_What to produce:_
Edit the entries below by replacing "pixel coordinates" with "image coordinates" and leaving everything else unchanged. Leave the pictures out of your answer.

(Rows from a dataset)
····················

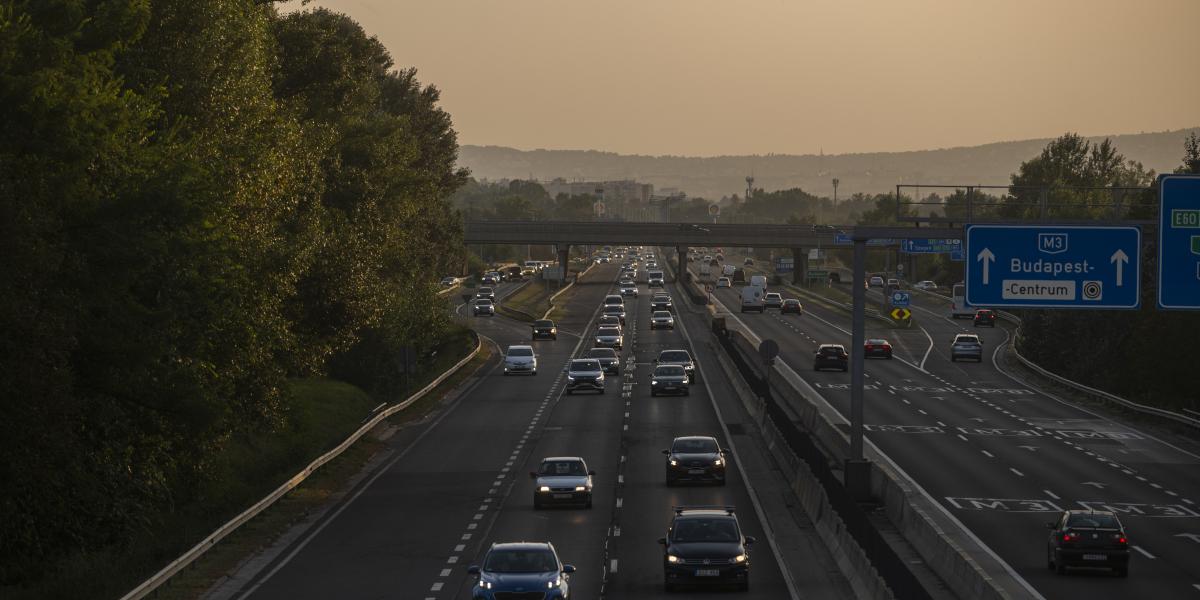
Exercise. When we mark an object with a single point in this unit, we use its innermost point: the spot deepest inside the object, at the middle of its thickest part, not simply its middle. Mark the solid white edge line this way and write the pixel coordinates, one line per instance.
(754, 497)
(963, 527)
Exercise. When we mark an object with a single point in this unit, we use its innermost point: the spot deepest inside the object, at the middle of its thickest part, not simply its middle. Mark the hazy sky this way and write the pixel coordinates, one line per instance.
(723, 77)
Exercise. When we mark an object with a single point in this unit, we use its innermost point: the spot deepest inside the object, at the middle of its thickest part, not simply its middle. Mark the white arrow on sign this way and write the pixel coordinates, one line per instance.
(987, 258)
(1120, 258)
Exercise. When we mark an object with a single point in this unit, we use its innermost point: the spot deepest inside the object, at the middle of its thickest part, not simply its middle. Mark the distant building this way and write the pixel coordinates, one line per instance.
(628, 191)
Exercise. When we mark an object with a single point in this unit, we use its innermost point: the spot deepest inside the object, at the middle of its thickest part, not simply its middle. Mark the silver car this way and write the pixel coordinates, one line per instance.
(966, 346)
(681, 358)
(562, 480)
(670, 379)
(661, 319)
(610, 337)
(520, 359)
(585, 375)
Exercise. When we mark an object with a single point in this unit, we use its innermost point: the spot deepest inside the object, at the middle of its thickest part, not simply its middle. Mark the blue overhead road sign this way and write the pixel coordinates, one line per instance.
(1048, 267)
(1179, 241)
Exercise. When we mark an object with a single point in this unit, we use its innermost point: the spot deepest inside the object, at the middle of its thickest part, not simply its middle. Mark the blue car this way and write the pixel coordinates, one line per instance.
(521, 570)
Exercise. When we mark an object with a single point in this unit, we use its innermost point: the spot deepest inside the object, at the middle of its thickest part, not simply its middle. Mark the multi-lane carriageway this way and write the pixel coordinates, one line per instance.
(451, 486)
(1003, 457)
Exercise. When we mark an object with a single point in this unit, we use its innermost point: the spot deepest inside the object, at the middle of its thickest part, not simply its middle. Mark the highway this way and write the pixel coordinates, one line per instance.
(1002, 457)
(451, 486)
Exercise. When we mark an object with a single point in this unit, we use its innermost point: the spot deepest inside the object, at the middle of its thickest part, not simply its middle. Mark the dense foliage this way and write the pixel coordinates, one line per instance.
(198, 199)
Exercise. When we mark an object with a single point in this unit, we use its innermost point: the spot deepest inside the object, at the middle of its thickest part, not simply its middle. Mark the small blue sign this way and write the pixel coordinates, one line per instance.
(930, 246)
(1053, 267)
(1179, 241)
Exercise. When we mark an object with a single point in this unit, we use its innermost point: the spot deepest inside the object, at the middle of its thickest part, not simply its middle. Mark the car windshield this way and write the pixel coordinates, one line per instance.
(706, 531)
(521, 561)
(562, 468)
(1092, 522)
(694, 445)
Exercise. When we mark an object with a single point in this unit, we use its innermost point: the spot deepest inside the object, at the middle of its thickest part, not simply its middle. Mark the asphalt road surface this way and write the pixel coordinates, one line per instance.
(456, 485)
(1003, 457)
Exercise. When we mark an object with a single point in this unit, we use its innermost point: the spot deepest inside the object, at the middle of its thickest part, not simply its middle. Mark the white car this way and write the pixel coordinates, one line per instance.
(520, 359)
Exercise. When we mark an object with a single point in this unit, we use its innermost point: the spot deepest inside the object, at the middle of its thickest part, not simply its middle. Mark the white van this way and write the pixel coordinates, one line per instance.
(751, 299)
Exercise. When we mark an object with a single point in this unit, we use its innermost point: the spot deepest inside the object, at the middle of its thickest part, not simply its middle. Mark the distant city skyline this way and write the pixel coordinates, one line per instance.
(755, 77)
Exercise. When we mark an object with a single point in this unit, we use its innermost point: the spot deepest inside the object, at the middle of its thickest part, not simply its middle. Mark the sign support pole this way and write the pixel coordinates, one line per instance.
(857, 474)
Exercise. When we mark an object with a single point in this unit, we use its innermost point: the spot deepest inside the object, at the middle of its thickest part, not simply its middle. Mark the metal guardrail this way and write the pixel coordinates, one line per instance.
(211, 540)
(1192, 421)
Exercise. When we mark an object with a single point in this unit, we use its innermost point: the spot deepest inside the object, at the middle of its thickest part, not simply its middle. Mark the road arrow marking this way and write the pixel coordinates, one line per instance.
(1120, 258)
(987, 258)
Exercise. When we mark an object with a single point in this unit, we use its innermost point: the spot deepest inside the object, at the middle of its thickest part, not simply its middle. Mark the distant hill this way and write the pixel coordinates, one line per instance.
(870, 173)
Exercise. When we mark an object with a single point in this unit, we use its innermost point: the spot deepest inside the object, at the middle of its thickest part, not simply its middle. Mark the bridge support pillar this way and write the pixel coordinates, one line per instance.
(564, 257)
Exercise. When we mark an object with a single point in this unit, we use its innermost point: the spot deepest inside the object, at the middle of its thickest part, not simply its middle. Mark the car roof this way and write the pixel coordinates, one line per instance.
(523, 545)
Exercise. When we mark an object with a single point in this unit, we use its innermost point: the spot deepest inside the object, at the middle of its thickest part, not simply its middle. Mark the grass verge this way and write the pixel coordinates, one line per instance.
(322, 413)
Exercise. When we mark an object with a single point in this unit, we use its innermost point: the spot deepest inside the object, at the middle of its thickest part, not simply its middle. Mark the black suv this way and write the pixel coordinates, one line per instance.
(695, 459)
(545, 328)
(705, 546)
(831, 355)
(1087, 538)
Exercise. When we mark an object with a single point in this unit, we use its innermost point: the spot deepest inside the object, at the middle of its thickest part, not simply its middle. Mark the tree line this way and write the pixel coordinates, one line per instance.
(198, 201)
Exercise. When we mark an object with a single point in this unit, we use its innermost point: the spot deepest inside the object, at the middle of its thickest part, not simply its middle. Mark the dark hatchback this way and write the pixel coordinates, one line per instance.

····················

_The solution:_
Exercise. When we mark an object with a single point in this unit, we use its innermost point: the spot deepest inside the object, at the middle of its thickest part, not simply its middle. Mark the solid white edge line this way and write the image coordinates, one line per instance.
(754, 497)
(963, 527)
Exercise. When we mark an object with a single point in this unit, we use its innermost point: the spot deepest inside the object, at the middle of its thickest part, not simply its middle. Mark the hazy sky this way and write the image coordinates, one line per instance.
(723, 77)
Exercise. When we mark an object with a single point in this unit, we use its innermost point: the spot deepest inside the object, at the middle of its thickest part, not simply its middle. Mark the white arrow on sign this way and write the image coordinates, one line per instance.
(987, 258)
(1120, 258)
Exercise. When we mark an object with a single point in this unit, we use its innermost point: the spot deepest inside the object, at the middle of its thickest part, not simply its middle. Mark the distant building this way and write the image coordinates, one line per instance.
(628, 191)
Exercise. When we mark an object with a single point in this unit, we use its innermost point: the spot deepest inside the object, at the middle of its thickest part, not simply its middle. Mark the silver car this way and write the image coordinates, one line per instance.
(966, 346)
(681, 358)
(562, 480)
(670, 379)
(661, 319)
(610, 337)
(520, 359)
(585, 375)
Exercise. When we mark an object with a single point in this unit, we use its innermost point: the spot deepest inside the object, at the middle of its thickest part, not simply its middle. Mark the blue overhead road sign this way and write the image coordinates, one line per instance.
(1048, 267)
(1179, 241)
Exercise. When we mark an object with a single point in this unit, we use its innermost point: the spot deepest inside the object, at the middle of its thickest part, not simply its middle. Mark the blue car this way and write the image coordinates, one line per instance.
(521, 570)
Exercise. When we mark an object with a single point in this unit, we use its innermost point: the spot deepest inside the object, at the middle of its thickest part, not simply its middle. Mark the multi-lane carriageway this way and write the image coordinates, one line per instance.
(451, 486)
(1003, 457)
Exercise. When we mark an object with a single point in this unit, we use its innermost point: the spot deepest inside the object, at the middle of its thickest part, not simply its middle. Mark the highway this way and write the image coordinates, one line per instance.
(1002, 457)
(451, 486)
Exercise. When we mark an object with a single point in this unit, we use its innermost point: the spot deepest inside the object, at the middle of its thickest part, not simply its middle. Mark the dense foliage this way and write the image coordinates, one line per instance.
(198, 199)
Exercise. When we mark an object with a single point in this unit, we use its innermost point: the spot deepest inside the object, at the middle of its thickest part, not simply its middle. Mark the small blue sign this way and write the image coordinates, one line per instance.
(930, 246)
(1053, 267)
(1179, 241)
Exercise. When we mark an object with a single point in this unit, we use its innermost point: the spot deepest inside the object, at the middle of its thickest part, not simply its middle. Mark the car windshield this way and write the image coordinates, one line per instance.
(706, 531)
(521, 561)
(562, 468)
(1092, 522)
(694, 445)
Exercise. When we mark an object with a single point in this unit, we use its innermost point: the spot deepest inside the object, at the middle of its thickest part, not simply its middle. Mark the asphalt road surface this way and write the image coordinates, one line per instance.
(456, 485)
(1003, 457)
Exercise. When we mark an object with a single point in this unit, we use its innermost point: the spot deepest inside the object, at the middle of its thickest part, not simply its middle. Mark the white car this way and write the image coordinates, one line per instance.
(520, 359)
Exercise. When we mark an object with a single point in this unit, we use its innermost point: the spot deepest inside the object, at the middle of its thickest part, not simply its middle. Mark the white van this way and write the image coordinates, one line per instance.
(751, 299)
Exercise. When we mark an object with a single point in this unit, we use its innermost point: the spot deepest inside the object, at the middle of its thickest part, not simply its middle. Mark the distant city skyline this way and write the image coordinates, one line per instance.
(755, 77)
Exercise. When we mark an object with a single point in this unit, we use its innermost point: the spot deepest inside the object, at the middle of its thickest part, not simply its middle. Mark the sign support pole this way and write the image coordinates, one line per instance.
(857, 474)
Exercise. When we mark an object with a single point in this unit, we use its innermost point: the spot deepest inside the object, at the middle of its thickest part, not simply its middle. Mark the metal guardrail this way and write the image coordinates, one line per instance.
(211, 540)
(1192, 421)
Exercise. When we mark an object with a single point in this unit, we use its innermost point: the spot deepest inside the object, at the middle of its thickest part, not simply its middle. Mark the road arrow marking this way and write the image coordinates, one line per instance.
(1120, 258)
(987, 258)
Exercise. When we mark an object with a single point in this unit, we use its innermost point: the spot deepest inside the object, at the middle of its thickest part, not simply its middle. Mark the distant hill this way and write the image coordinates, one line per instance.
(870, 173)
Exercise. When we mark an object with a single point in this unit, we use its innermost point: the spot deepest inside the object, at the middle of its thickest part, not simply its middle. Mark the bridge support pillar this way and write the image coordinates, one line per instance.
(564, 257)
Exercise. When we mark an object with a single point in this unit, we use its innermost point: the spot deepest inside the object, at the middle of its thickest part, not simply its middle. Mark the car roof this way and write the image coordinates, one line per instance.
(523, 545)
Exercise. When we mark an object with a single point in this unit, we use its innermost point: the spot deepest inside the object, at the middle of its thickest part, not simply its middle. Mark the grass verge this way and write the image coordinates, one line per instance.
(322, 413)
Exercise. When we mark an object with a single point in this unit, we use its innermost point: the spot deepest inside the object, at the middle of its thickest part, not simply its middle. Mark the black suv this way and write the image coordinates, one line per instance.
(695, 459)
(545, 328)
(705, 546)
(831, 355)
(1087, 538)
Exercise. When we mark an object with a single point in this unit, we use its innermost point: the spot deepest inside the object, at the middle of its thickest part, not simply its middle. Mark the tree line this way and write the image coordinates, one line per instance.
(198, 201)
Exercise. When we mark an object with a single point in this unit, we use its innermost point: the spot deepest inside the object, at the middle of its thickest part, not simply its middle. Mark the dark hatchback this way and write the image coordinates, one line per instance.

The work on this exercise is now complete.